• _Exercise goal_: Rewrite every line of the records below, requests included. Lower each x and y coordinate in the answers by 145.

• _Records supplied_:
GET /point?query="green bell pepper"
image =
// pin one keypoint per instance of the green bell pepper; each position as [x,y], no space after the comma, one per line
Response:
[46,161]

• _The result_:
GET /point?query="green bell pepper"
image =
// pin one keypoint per instance of the green bell pepper; each position as [x,y], no space after the comma, one per line
Response:
[-99,16]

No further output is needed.